We can graph the number as it diminishes toward a specific value, this we call a dissolution wave.
Every single number produces a unique infinity signature as it dissolves or explodes into infinity. This is determined by the configuration of the calculator that is counted to a specific effort value. More advanced 4D calculators can ‘modulate, through a specific set of effort values at a specified time rate, thereby animating the characteristics of the dissolution wave.
4 types of dissolution wave
By dissolving a number towards infinity using the 4D Maths equation, we can set up the calculator to operate in a certain way. In its most simple configuration, we can choose whether the dimensional number in the calculator is added or subtracted from the total.
As 4D maths uses effort values to track the number of iterations, we do not consider numbers as a single unit, rather a collection of infinite decimal fraction, that each relate to the origin. For this reason we call each calculator setting a line, that is an infinite set of numbers, each of which is unique to the space, time, and dimension, numbers defined at the origin.
If the dimensional value of the 4D Maths equation is set only to + then we call it an ‘additive line’.
If the dimensional value is set only to – then we call it a ‘subtractive line’.
In more advanced calculators number lines can be composed of both positive and negative dimensional numbers, These can alternate, or be formed of short repeating patterns. There are an infinite number of the ‘mixed line’ possibilities, each of which will produce a unique infinity signature output for any real number.
Number lines can be combined to form calculations such as multiplication. Is this way we are able to combine the results of two or more dissolution waves, forming a completely new wave. There are infinitely many ways to combine the infinity signature of any amount of number lines, just like any standard algebraic equation.

......

DIRECTIVE – According to the dissolution wave excerpt, what is a line called when the dimensional value of the 4D Maths equation is set only to –?

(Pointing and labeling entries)
......

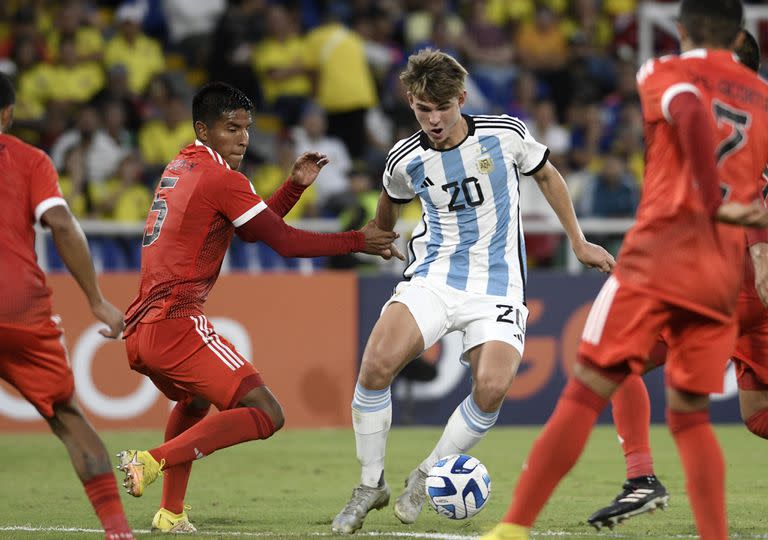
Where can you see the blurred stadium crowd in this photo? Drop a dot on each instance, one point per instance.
(105, 88)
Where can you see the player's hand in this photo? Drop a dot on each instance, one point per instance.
(380, 242)
(392, 251)
(594, 256)
(307, 167)
(111, 316)
(746, 215)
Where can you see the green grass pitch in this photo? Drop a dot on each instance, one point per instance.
(292, 485)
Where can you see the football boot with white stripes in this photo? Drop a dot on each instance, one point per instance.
(364, 499)
(639, 495)
(410, 502)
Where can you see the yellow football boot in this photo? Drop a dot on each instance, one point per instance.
(507, 531)
(140, 469)
(166, 521)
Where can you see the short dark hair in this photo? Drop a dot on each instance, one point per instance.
(715, 22)
(7, 93)
(749, 51)
(216, 99)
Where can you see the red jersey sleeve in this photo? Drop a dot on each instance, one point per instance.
(44, 185)
(232, 194)
(658, 81)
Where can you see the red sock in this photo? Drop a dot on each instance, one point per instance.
(175, 479)
(758, 423)
(555, 451)
(213, 433)
(102, 492)
(704, 471)
(632, 417)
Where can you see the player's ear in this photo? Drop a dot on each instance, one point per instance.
(201, 131)
(738, 41)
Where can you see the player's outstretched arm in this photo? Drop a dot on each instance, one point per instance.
(288, 241)
(387, 214)
(303, 174)
(759, 254)
(555, 190)
(73, 249)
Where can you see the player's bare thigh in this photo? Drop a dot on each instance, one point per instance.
(752, 402)
(395, 340)
(494, 366)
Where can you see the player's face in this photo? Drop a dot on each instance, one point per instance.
(229, 136)
(442, 122)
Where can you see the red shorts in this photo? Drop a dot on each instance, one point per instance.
(185, 358)
(35, 362)
(751, 355)
(624, 325)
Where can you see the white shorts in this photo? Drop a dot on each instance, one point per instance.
(439, 309)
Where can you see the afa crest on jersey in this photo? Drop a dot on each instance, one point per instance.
(485, 164)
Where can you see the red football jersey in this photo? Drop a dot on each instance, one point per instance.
(757, 235)
(199, 202)
(676, 251)
(28, 187)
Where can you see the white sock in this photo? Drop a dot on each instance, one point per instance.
(371, 418)
(466, 426)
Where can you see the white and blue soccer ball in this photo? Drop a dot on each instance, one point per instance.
(458, 486)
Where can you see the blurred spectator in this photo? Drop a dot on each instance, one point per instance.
(69, 80)
(281, 61)
(31, 77)
(71, 22)
(359, 208)
(72, 180)
(591, 73)
(418, 23)
(161, 140)
(115, 125)
(629, 139)
(238, 29)
(117, 91)
(124, 197)
(345, 85)
(376, 28)
(102, 154)
(23, 28)
(613, 192)
(489, 49)
(586, 125)
(545, 129)
(271, 174)
(155, 98)
(625, 94)
(542, 46)
(312, 136)
(140, 54)
(526, 94)
(190, 25)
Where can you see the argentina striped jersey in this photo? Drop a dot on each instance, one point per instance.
(470, 236)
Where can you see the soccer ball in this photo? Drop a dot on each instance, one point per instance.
(458, 486)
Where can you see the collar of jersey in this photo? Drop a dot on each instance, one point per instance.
(214, 154)
(424, 139)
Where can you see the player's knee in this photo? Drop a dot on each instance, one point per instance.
(758, 423)
(490, 394)
(378, 368)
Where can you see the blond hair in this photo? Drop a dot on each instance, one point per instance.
(434, 76)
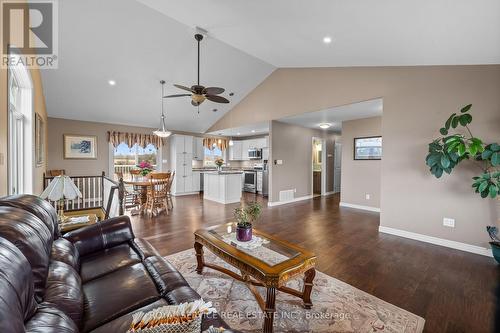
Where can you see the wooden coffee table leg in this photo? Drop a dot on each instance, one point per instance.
(269, 310)
(308, 284)
(199, 257)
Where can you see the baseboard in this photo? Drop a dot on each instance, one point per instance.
(278, 203)
(437, 241)
(369, 208)
(184, 193)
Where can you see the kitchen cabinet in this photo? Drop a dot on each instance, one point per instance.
(198, 149)
(196, 187)
(181, 159)
(259, 181)
(236, 151)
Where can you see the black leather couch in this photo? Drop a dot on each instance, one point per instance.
(89, 280)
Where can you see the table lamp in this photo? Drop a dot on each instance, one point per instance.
(61, 188)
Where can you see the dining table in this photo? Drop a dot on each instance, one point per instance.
(140, 185)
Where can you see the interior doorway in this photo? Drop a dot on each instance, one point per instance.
(318, 166)
(337, 163)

......

SOLVED PROBLEM – A subtractive line.